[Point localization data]
.....
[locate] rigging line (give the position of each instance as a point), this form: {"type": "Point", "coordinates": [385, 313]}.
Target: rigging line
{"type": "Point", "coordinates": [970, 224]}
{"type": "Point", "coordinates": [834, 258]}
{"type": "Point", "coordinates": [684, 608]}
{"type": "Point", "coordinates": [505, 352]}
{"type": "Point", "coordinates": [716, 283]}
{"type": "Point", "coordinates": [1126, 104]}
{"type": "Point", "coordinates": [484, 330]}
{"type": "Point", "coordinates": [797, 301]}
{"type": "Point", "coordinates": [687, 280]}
.....
● PROBLEM TO SOLVE: Line by line, write out the records above exactly.

● RESPONSE BELOW:
[locate] rigging line (give the position of each instance as a point), this form: {"type": "Point", "coordinates": [385, 313]}.
Target: rigging line
{"type": "Point", "coordinates": [970, 224]}
{"type": "Point", "coordinates": [834, 258]}
{"type": "Point", "coordinates": [684, 608]}
{"type": "Point", "coordinates": [505, 352]}
{"type": "Point", "coordinates": [716, 283]}
{"type": "Point", "coordinates": [1126, 104]}
{"type": "Point", "coordinates": [484, 330]}
{"type": "Point", "coordinates": [797, 301]}
{"type": "Point", "coordinates": [687, 280]}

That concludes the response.